A run of lines:
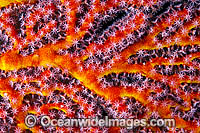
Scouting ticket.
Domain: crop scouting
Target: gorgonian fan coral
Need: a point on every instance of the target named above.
(97, 58)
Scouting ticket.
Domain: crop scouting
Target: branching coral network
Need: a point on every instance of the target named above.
(97, 58)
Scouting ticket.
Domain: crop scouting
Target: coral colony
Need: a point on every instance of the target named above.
(97, 58)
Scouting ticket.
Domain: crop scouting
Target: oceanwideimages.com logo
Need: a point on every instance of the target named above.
(46, 121)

* [Given exercise] Write out all of the lines above again, requests included, with every point coordinate in the answers multiplied by 2.35 and rounded to the nearest whole number, halves rounding up. Leave the pictures out.

* [Exercise result]
Scouting ticket.
Domain: crop scouting
Target: gorgonian fan coral
Need: a point on every instance of the target named above.
(228, 136)
Scouting ticket.
Domain: crop scouting
Target: branching coral network
Need: a point on every instance of the target named above.
(228, 136)
Scouting ticket.
Domain: crop scouting
Target: coral colony
Need: a point on every instance of the target named above.
(228, 136)
Scouting ticket.
Domain: crop scouting
Target: oceanwideimages.com logo
Need: a point on every instance of the target named above.
(108, 284)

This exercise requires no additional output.